§ Document excerpt

>> Begin

The issue as to whether a child can be deemed a CHINS with respect to one parent, but not the other arose in the case In the matter of N.E., a child in need of services; N.L. (father) v. Indiana Department of Child Services, No. 49S02-0906-JV-270. N.E.'s father, N.L., appealed the finding that N.E. was a child in need of services and the juvenile court's decision to not place his daughter with him. N.E.'s mother has four children with four different fathers and the children were removed from her home after the Department of Child Services alleged they were CHINS because of domestic violence in the home.

The court then established N.L.'s paternity and placed N.E. in his custody, but removed N.E. to foster care a week later due to concerns about her paternal grandfather's drug problems. N.L. lived with his parents.

At a fact-finding hearing, a guardian ad litem stated N.E. had lived with her father for an extensive period of time and there was no doubt she was appropriately cared for there. The juvenile court found the children to be wards of the state, but made no specific findings as to N.L. or reasons for not placing N.E. with him.

The Indiana Court of Appeals was split in its reversal, ruling the state hadn't proved that N.E. was a CHINS with regard to her father. Judge Nancy Vaidik dissented, arguing a CHINS determination regards only the status of the child.

>> End

§ Given data
>> Begin

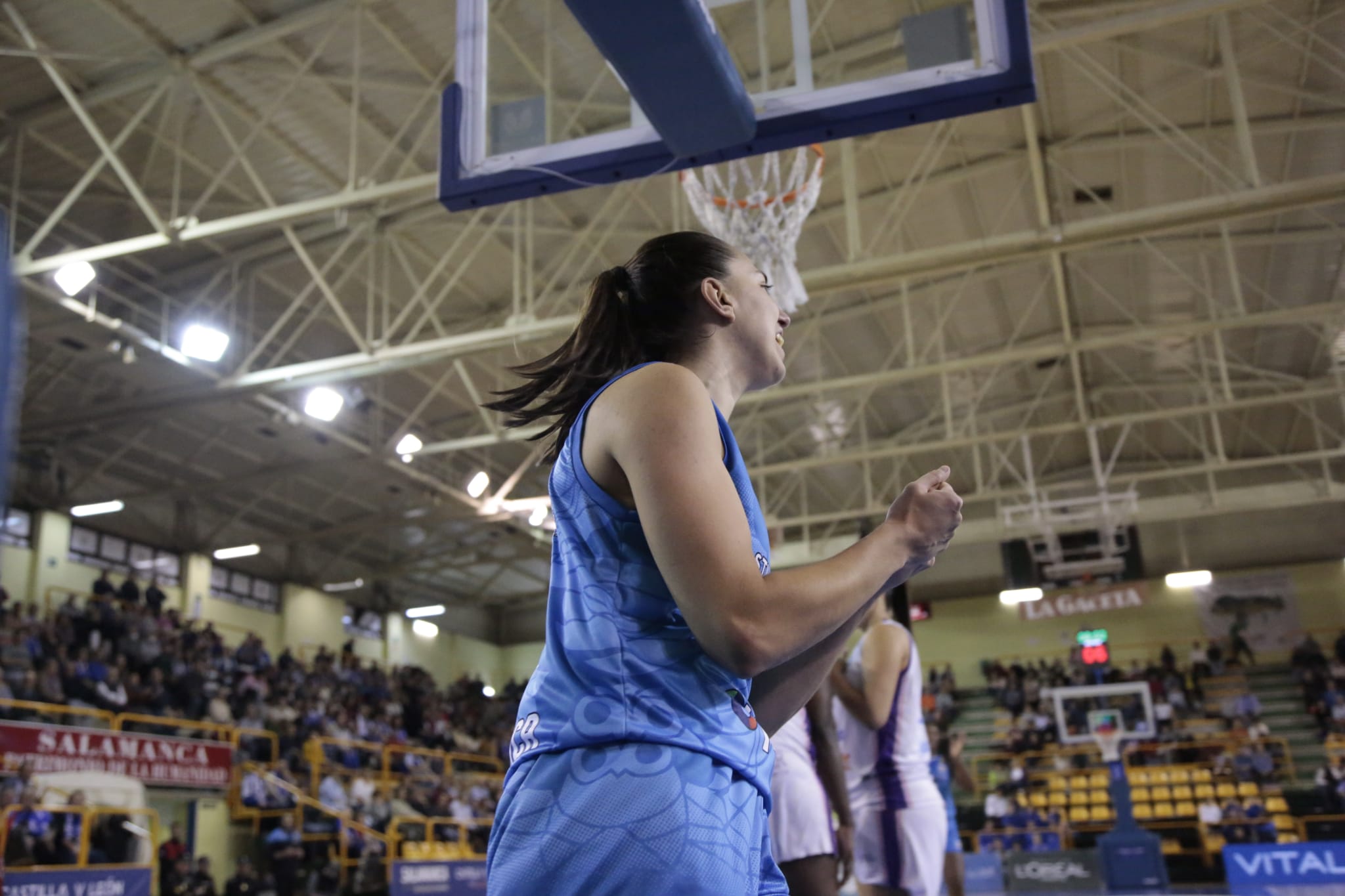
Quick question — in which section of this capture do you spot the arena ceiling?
[0,0,1345,639]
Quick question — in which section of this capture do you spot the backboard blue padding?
[565,0,756,156]
[439,0,1037,211]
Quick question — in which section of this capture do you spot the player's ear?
[699,277,737,324]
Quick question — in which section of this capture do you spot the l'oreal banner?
[1003,849,1103,893]
[387,860,485,896]
[0,721,234,790]
[4,866,150,896]
[1226,840,1345,881]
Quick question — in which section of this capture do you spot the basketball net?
[680,144,826,313]
[1093,728,1122,761]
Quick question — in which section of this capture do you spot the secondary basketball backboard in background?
[1050,681,1158,746]
[440,0,1034,209]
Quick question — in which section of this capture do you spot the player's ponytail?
[485,231,736,461]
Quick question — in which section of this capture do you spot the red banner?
[0,721,232,788]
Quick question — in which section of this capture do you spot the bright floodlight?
[215,544,261,560]
[304,385,345,423]
[181,324,229,363]
[467,470,491,498]
[1164,570,1214,588]
[54,262,97,295]
[1000,588,1041,606]
[70,501,127,516]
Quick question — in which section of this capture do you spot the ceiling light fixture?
[70,501,127,516]
[181,324,229,363]
[215,544,261,560]
[304,385,345,423]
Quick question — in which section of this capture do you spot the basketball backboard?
[1050,681,1158,746]
[440,0,1034,209]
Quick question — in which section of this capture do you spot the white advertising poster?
[1195,572,1302,653]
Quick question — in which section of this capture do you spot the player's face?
[725,255,789,389]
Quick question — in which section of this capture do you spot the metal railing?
[0,805,159,892]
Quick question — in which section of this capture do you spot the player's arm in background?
[605,364,961,693]
[831,625,910,731]
[805,681,854,884]
[948,731,977,792]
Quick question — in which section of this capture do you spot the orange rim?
[678,144,827,208]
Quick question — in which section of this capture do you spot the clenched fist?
[888,466,961,572]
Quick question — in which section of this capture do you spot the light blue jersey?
[929,755,961,853]
[488,366,788,896]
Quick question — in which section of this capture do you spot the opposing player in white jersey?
[831,599,948,896]
[769,683,854,896]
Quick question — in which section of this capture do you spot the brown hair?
[484,231,737,462]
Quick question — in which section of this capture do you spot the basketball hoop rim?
[676,144,827,208]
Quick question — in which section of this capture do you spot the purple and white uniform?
[769,710,837,865]
[834,619,948,896]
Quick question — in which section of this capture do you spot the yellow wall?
[915,561,1345,687]
[500,641,543,684]
[280,584,349,658]
[384,612,508,688]
[0,544,32,603]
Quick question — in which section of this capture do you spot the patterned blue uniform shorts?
[487,743,789,896]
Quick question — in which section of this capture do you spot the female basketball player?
[487,232,961,896]
[831,591,948,896]
[771,683,850,896]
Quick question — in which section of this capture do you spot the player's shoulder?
[594,362,718,435]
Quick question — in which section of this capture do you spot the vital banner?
[1003,849,1103,893]
[1226,840,1345,896]
[389,860,485,896]
[0,721,232,790]
[4,866,150,896]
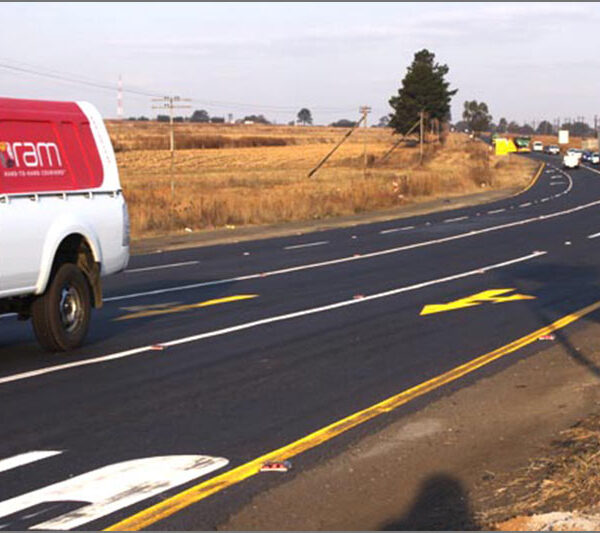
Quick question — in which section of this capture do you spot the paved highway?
[0,155,600,530]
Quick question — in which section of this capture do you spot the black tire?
[31,263,92,352]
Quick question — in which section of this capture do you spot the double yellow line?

>> End

§ Directives
**A)** In the CHINS case summary, why was N.E. moved to foster care a week after being placed with her father?
**B)** Continue the CHINS case summary from its last sentence.

§ Task responses
**A)** She was moved because of concerns about her paternal grandfather's drug problems.

**B)**
The justices agreed with Judge Vaidik that a CHINS determination establishes the status of a child alone. The conduct of one parent can be enough for a child to be adjudicated a CHINS, and to adjudicate the culpability on the part of each parent would be at a variance with the purposes of a CHINS inquiry, wrote Justice Frank Sullivan.

"Said differently, the purpose of a CHINS adjudication is to protect children, not punish parents," he wrote.

The juvenile court properly adjudicated N.E. as a CHINS because the mother failed to protect the children against the domestic violence in the home. In these circumstances, the CHINS petition didn't have to make any allegations with respect to N.L., the justice wrote.

The justices also agreed with the Court of the Appeals that the trial court's reasons for finding N.E. to be a ward of the state failed to take into account the time she spent in her father's care or why she shouldn't have been placed with him.

The omission of these facts are important because when a juvenile court makes a decision during a CHINS hearing as to whether a child will be a ward of the state or orders services, this could potentially interfere with the parents' rights in bringing up their children, wrote Justice Sullivan. Also, statute requires a juvenile court to enter a decree that is least restrictive and consider placing a child with a blood relative before other out-of-home placements, he continued.

The justices vacated that part of the juvenile court's judgment pertaining to N.E. because it may have interfered with N.L.'s rights to raise his daughter, and remanded for proceedings consistent with the opinion.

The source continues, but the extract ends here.